─── Text for analysis ───
Background: In order to define the morphological variants involved in carotid elongation in terms of their clinical implications, we have analysed the prevalence of morphological alterations in patients routinely subjected to carotid colour duplex ultrasonography evaluation.
Methods: From January 1, 1993 to June 30, 1996, 3300 subjects were examined for central nervous system symptoms (41% of cases) or for screening related to ischaemic heart disease, lower limb arterial disease, hypertension or major dyslipidaemia (59% of cases). The chi(2)-test was used for statistical analysis.
Results: Morphological alterations increased with age. While kinking was more prevalent in females (female:male ratio 58% vs 42%), sharp kinking was significantly more frequent in males (39% vs 15%, p<0.001). Atheromatous plaques predominated in males (79% vs 46%, p<0.001), as well as cases with haemodynamically significant involvement (16% vs 7%, p<0.001). In patients with kinking there was a prevalence of haemodynamically significant lesions (chi(2)=52.7, p<0.001). A possible link between conformational abnormalities and hypertension appeared highly significant owing to a very different prevalence of high blood pressure in the group of subjects with kinking (chi(2)=239, p<0.001). We did not find a significant association between major neurological symptoms and the presence of kinking (chi(2)=0.215, p=0.643), but we found an association with transient ischaemic attacks (chi(2)=6.9, p<0.01).
Conclusions: Conformational abnormalities like kinking, seem much more prevalent in subjects suffering from arterial hypertension. Even though high blood pressure is an important risk factor for transient ischaemic attacks, it is possible that the prevalence of atheromatous lesions and the flow turbulence linked to kinking may also play a role in their pathophysiology.
─── Raw data ───
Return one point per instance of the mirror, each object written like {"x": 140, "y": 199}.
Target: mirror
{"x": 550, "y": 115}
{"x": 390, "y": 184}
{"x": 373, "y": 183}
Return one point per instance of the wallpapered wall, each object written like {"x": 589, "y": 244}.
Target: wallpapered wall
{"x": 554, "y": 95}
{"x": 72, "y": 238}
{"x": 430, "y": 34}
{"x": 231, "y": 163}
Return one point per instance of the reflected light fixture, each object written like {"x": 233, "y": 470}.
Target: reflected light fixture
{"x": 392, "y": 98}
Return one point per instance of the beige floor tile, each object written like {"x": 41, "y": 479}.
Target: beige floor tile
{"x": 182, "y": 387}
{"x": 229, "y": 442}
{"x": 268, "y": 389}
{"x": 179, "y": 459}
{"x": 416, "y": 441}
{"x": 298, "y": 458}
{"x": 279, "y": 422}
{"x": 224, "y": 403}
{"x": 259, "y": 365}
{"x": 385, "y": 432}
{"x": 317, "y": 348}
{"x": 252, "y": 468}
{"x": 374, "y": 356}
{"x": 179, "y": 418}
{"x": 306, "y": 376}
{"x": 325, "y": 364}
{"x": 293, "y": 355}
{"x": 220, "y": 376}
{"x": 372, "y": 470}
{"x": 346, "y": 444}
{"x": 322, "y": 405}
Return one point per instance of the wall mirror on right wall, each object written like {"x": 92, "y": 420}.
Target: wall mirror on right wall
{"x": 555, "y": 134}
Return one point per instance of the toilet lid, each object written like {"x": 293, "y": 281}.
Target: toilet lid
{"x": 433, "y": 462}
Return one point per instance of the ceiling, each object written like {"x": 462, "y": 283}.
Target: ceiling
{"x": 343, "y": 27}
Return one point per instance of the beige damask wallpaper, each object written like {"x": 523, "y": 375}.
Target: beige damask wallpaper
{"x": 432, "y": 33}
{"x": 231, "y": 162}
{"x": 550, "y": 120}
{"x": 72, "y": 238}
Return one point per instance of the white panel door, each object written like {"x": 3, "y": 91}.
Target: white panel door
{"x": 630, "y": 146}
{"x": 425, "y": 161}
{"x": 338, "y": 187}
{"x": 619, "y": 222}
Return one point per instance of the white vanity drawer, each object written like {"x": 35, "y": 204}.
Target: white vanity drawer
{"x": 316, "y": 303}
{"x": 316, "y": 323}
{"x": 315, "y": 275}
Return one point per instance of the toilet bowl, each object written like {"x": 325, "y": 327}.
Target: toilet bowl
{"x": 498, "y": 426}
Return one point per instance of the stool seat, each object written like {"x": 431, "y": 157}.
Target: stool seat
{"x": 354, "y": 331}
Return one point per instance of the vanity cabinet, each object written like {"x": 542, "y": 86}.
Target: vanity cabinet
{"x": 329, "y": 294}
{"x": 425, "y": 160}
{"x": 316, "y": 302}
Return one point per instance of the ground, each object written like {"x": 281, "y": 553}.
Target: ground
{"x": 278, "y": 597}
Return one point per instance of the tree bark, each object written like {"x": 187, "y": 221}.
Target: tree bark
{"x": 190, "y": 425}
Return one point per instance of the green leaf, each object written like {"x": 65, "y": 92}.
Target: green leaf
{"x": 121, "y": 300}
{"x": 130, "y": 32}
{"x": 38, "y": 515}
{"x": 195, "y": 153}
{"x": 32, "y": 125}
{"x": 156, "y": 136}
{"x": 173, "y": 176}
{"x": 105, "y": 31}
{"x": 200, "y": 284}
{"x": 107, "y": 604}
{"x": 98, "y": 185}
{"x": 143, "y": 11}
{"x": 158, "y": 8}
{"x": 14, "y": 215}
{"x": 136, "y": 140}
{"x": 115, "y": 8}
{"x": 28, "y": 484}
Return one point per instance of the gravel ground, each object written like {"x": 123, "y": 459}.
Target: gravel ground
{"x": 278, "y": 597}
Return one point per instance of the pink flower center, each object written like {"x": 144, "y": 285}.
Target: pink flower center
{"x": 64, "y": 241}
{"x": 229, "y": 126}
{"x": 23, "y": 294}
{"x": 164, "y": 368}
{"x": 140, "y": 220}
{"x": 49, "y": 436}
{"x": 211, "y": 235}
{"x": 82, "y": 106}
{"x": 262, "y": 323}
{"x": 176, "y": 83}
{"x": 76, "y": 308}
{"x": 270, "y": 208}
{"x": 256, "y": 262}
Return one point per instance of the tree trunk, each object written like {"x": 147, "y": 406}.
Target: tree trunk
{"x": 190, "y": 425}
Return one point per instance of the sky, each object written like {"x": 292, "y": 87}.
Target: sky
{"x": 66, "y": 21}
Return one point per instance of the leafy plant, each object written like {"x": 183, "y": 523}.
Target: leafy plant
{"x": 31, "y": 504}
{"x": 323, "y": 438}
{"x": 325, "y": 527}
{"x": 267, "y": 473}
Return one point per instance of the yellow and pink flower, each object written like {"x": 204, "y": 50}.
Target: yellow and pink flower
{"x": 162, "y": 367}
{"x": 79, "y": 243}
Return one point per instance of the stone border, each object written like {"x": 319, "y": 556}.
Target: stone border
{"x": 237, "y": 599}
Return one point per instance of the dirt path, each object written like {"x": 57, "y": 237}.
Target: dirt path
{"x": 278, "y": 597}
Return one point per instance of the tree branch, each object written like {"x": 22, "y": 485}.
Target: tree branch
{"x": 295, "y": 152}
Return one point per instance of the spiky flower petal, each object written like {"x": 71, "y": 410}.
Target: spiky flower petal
───
**Exercise instructions**.
A) Could you reproduce the carotid study starting at "Background: In order" and ending at "for statistical analysis.", substituting "participants" for "subjects"?
B) Can you turn the paragraph of the carotid study that begins "Results: Morphological alterations" into a list that keeps its main facts?
The records were drawn from a different source than the carotid study.

**Answers below**.
A)
Background: In order to define the morphological variants involved in carotid elongation in terms of their clinical implications, we have analysed the prevalence of morphological alterations in patients routinely subjected to carotid colour duplex ultrasonography evaluation.
Methods: From January 1, 1993 to June 30, 1996, 3300 participants were examined for central nervous system symptoms (41% of cases) or for screening related to ischaemic heart disease, lower limb arterial disease, hypertension or major dyslipidaemia (59% of cases). The chi(2)-test was used for statistical analysis.

B)
- Morphological alterations increased with age.
- Kinking was more prevalent in females (58% vs 42%), but sharp kinking was significantly more frequent in males (39% vs 15%, p<0.001).
- Atheromatous plaques predominated in males (79% vs 46%, p<0.001), as did haemodynamically significant involvement (16% vs 7%, p<0.001).
- Patients with kinking showed a prevalence of haemodynamically significant lesions (chi(2)=52.7, p<0.001).
- High blood pressure was far more prevalent among subjects with kinking (chi(2)=239, p<0.001), pointing to a possible link between conformational abnormalities and hypertension.
- Kinking had no significant association with major neurological symptoms (chi(2)=0.215, p=0.643) but was associated with transient ischaemic attacks (chi(2)=6.9, p<0.01).